- _Task inputs_
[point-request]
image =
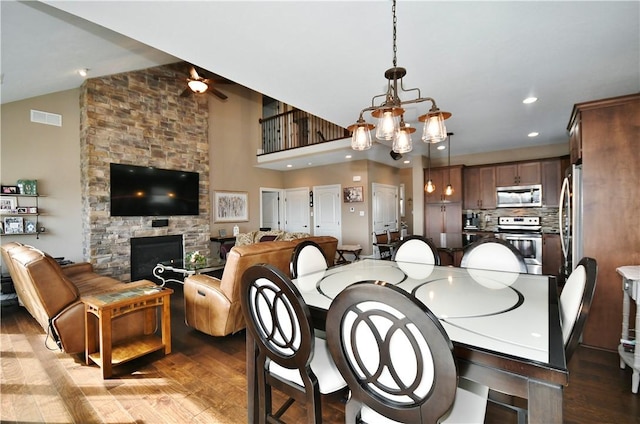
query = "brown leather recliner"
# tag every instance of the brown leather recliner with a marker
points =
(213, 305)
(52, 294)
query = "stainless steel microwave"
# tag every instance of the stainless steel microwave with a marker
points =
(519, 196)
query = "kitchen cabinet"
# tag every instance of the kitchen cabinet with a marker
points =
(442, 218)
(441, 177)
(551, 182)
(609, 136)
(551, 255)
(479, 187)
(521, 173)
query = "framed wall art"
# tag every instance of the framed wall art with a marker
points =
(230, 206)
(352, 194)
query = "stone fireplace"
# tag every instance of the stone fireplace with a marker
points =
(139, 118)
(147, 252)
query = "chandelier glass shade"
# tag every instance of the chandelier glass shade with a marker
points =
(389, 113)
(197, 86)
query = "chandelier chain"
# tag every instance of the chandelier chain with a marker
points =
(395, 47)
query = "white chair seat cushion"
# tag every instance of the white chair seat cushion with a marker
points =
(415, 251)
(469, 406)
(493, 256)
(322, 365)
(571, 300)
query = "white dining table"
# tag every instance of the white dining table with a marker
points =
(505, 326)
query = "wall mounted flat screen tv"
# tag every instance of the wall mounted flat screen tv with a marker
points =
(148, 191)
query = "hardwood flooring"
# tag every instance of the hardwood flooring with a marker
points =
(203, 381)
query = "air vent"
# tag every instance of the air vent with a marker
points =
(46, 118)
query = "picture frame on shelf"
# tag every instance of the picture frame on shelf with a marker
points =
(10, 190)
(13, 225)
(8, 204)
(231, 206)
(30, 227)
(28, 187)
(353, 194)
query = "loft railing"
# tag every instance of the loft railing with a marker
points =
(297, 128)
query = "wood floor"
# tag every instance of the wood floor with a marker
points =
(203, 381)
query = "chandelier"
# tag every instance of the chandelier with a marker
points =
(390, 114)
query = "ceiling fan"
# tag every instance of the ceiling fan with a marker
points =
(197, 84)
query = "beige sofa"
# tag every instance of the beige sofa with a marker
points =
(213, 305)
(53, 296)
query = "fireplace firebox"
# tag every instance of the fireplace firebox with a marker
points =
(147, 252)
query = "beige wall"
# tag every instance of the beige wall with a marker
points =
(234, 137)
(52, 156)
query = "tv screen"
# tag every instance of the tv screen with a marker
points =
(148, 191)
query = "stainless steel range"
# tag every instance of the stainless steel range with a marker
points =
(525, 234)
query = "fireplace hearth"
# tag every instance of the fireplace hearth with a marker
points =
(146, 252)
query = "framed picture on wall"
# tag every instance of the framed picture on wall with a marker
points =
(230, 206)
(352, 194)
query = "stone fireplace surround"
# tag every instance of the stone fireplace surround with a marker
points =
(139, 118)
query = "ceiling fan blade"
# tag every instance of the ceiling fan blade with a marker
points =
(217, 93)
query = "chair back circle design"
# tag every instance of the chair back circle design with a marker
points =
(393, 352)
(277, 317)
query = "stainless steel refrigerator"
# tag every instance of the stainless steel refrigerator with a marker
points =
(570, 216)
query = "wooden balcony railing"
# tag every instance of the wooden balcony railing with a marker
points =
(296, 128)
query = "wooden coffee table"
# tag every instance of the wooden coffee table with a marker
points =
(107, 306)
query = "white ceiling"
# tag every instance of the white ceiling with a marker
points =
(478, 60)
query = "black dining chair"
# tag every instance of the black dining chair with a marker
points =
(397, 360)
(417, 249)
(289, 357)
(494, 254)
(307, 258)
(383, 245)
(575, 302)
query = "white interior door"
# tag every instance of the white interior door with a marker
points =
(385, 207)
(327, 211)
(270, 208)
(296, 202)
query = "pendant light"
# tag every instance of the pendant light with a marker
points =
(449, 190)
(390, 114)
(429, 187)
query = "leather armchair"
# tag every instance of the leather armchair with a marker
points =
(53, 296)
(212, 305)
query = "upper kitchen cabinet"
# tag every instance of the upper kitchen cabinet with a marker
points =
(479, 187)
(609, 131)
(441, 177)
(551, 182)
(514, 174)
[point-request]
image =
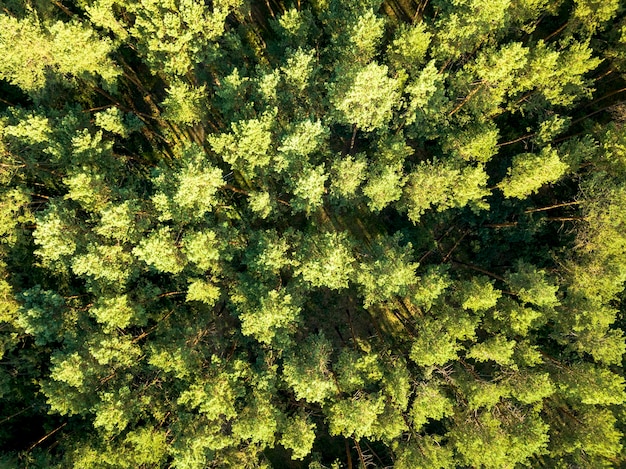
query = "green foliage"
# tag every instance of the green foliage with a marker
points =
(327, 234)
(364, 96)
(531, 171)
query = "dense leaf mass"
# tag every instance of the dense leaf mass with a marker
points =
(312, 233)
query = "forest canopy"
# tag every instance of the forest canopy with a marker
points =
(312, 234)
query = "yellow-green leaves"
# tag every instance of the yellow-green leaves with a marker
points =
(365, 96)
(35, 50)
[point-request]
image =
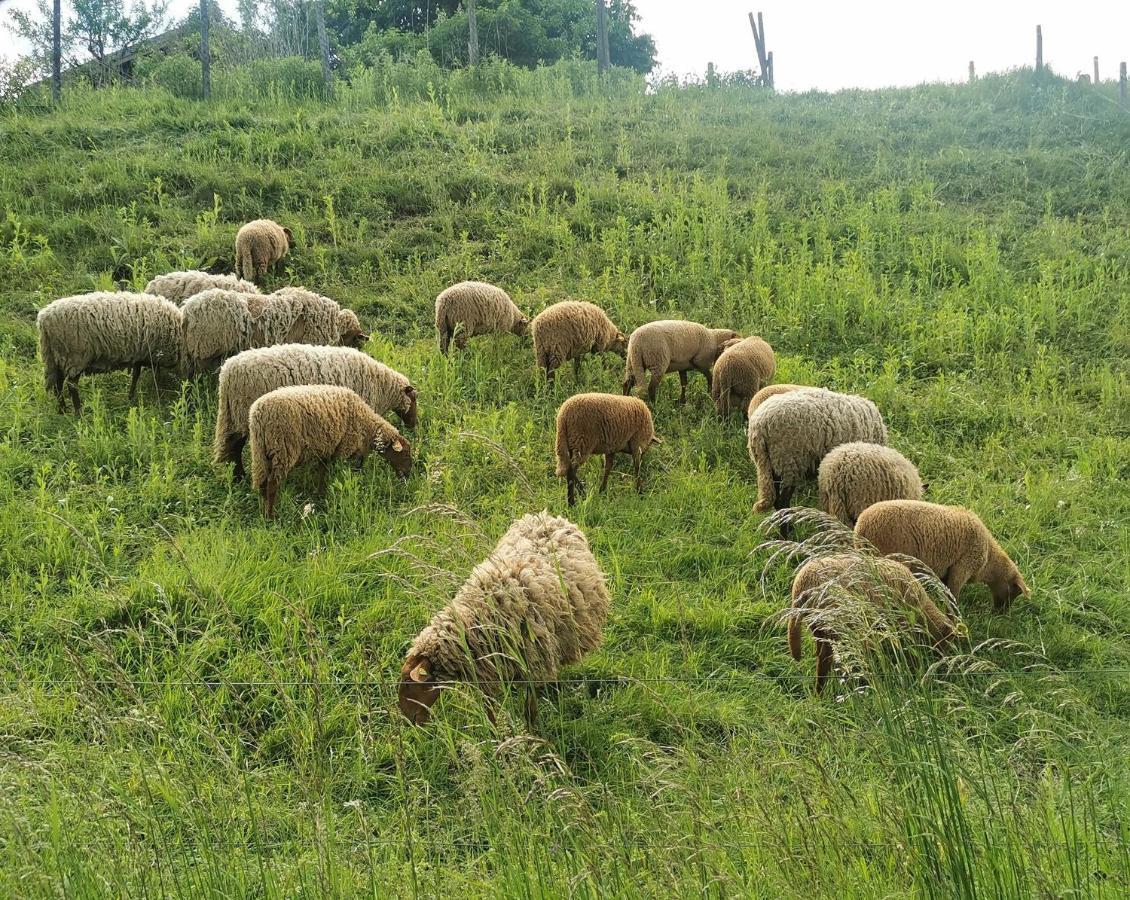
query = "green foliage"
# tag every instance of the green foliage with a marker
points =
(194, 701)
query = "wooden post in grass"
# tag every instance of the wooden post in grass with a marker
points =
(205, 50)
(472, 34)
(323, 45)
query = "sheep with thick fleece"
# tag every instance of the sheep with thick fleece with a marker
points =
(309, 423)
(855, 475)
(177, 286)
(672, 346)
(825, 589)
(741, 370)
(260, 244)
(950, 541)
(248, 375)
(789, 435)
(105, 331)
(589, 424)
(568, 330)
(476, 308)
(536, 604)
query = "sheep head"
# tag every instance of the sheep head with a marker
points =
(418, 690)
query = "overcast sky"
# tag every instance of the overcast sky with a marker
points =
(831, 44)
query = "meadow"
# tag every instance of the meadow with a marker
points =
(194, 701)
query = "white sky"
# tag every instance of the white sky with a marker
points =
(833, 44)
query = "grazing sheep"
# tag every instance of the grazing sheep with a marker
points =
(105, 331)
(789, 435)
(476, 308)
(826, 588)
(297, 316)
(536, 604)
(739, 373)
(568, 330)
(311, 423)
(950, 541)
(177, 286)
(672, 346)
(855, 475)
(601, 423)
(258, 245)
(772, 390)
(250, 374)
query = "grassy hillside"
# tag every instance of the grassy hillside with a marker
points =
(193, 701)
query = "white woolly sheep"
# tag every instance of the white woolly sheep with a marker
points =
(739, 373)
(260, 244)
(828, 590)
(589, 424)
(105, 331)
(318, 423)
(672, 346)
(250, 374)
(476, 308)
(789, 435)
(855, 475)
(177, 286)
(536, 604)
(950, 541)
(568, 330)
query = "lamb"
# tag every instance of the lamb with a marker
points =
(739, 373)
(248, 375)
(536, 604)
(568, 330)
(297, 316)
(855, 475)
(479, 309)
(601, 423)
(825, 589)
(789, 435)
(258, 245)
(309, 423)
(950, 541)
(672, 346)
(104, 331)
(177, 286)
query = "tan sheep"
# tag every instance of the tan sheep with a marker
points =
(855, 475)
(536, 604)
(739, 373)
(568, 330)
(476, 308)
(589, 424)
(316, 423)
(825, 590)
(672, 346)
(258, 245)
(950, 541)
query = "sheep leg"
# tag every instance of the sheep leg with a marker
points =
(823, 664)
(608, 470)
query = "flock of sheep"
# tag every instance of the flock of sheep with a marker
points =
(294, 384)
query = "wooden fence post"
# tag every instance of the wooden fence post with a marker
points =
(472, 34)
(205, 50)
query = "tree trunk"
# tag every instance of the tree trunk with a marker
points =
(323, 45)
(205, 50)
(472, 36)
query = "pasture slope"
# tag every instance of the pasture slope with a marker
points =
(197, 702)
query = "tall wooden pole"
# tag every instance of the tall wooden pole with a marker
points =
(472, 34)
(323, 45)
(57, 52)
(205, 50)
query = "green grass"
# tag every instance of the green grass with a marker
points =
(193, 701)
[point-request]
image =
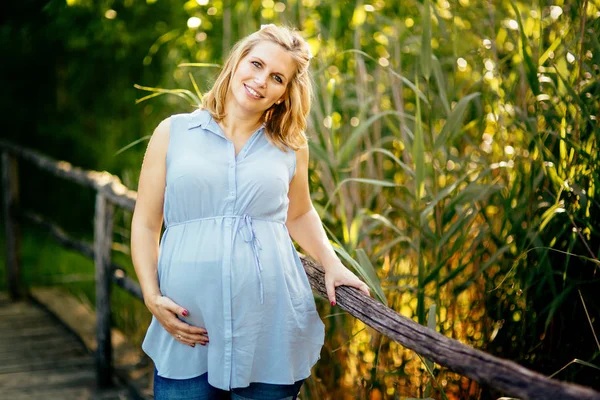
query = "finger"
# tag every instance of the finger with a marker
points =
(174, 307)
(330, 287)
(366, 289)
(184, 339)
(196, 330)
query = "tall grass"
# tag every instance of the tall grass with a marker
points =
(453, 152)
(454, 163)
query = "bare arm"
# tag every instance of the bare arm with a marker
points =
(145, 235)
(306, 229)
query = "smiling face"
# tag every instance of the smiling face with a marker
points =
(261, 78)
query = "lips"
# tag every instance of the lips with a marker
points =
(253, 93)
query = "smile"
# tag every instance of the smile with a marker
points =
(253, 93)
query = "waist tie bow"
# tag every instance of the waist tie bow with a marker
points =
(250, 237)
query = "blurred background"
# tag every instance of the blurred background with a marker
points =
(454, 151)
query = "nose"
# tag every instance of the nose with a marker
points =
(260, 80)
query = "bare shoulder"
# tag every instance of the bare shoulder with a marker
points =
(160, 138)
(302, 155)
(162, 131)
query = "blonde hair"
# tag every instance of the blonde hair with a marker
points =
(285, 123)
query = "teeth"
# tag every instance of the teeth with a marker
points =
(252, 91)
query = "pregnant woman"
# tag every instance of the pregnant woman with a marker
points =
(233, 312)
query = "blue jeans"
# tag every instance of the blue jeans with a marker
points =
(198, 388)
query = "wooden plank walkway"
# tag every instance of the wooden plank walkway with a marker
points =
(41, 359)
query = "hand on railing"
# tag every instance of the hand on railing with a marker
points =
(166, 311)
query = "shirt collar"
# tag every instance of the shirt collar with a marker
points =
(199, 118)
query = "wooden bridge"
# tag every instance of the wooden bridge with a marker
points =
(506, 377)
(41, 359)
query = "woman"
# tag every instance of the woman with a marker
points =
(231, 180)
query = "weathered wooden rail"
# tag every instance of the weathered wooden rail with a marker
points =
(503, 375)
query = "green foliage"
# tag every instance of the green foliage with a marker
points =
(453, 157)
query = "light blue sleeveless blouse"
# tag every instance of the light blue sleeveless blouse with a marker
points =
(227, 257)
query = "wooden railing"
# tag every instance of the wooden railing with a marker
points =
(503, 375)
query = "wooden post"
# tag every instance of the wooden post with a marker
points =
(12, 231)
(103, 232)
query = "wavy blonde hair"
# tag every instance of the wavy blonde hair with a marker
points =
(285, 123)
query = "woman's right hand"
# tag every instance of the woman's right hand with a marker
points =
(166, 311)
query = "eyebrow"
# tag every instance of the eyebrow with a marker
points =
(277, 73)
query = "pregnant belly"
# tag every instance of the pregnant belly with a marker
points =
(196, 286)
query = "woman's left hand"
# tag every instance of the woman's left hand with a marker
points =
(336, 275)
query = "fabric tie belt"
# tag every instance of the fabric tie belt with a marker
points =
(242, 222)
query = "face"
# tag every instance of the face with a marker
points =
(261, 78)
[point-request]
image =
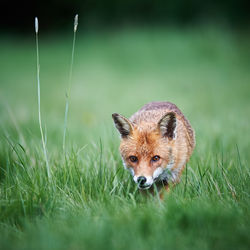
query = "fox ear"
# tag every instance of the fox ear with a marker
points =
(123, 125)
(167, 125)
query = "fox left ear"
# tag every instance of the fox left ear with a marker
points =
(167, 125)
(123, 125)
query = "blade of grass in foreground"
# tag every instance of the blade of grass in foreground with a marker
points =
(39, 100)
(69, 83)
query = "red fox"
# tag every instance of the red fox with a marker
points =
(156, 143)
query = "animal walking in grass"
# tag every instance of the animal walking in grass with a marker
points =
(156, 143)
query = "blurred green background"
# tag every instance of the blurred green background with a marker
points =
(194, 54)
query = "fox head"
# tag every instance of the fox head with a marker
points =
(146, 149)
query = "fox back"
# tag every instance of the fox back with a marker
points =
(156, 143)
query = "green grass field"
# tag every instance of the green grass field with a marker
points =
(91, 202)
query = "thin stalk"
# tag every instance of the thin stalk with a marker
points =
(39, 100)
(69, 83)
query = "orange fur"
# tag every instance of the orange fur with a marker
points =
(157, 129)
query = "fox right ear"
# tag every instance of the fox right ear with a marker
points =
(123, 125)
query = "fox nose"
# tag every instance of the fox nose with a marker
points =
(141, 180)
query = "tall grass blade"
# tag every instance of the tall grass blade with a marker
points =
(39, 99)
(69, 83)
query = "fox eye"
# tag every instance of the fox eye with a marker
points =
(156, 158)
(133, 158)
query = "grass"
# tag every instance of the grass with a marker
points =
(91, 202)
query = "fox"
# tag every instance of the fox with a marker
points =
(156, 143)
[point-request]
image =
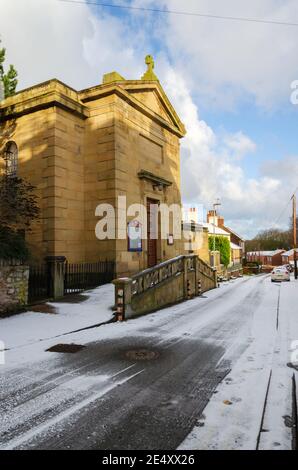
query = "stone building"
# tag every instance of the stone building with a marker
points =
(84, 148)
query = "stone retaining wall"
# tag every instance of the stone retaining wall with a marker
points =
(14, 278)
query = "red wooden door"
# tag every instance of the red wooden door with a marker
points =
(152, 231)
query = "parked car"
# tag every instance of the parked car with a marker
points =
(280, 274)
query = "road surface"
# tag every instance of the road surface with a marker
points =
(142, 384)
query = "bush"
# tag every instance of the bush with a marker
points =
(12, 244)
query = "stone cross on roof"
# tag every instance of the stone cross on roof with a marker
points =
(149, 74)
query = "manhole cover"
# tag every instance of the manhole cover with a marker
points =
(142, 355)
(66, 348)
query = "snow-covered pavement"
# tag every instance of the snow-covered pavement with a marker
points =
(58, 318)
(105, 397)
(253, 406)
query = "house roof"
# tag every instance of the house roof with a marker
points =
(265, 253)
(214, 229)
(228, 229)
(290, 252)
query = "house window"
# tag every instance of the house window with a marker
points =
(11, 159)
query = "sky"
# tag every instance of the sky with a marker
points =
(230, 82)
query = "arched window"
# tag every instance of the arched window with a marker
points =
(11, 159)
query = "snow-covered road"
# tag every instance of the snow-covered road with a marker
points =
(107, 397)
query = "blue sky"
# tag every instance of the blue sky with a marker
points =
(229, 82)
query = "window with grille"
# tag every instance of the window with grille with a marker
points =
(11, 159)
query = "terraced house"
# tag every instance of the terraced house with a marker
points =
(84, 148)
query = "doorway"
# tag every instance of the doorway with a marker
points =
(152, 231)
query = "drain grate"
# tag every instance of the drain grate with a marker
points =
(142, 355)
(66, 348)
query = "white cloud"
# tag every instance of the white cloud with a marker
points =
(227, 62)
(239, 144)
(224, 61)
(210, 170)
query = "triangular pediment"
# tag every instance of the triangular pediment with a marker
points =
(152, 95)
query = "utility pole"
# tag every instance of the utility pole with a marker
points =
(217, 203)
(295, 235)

- _Directive_
Pull out each line from the material above that contains the word "recliner", and copy those lines.

- _Expected answer_
query = "brown leather recliner"
# tag every instance of the brown leather recliner with a marker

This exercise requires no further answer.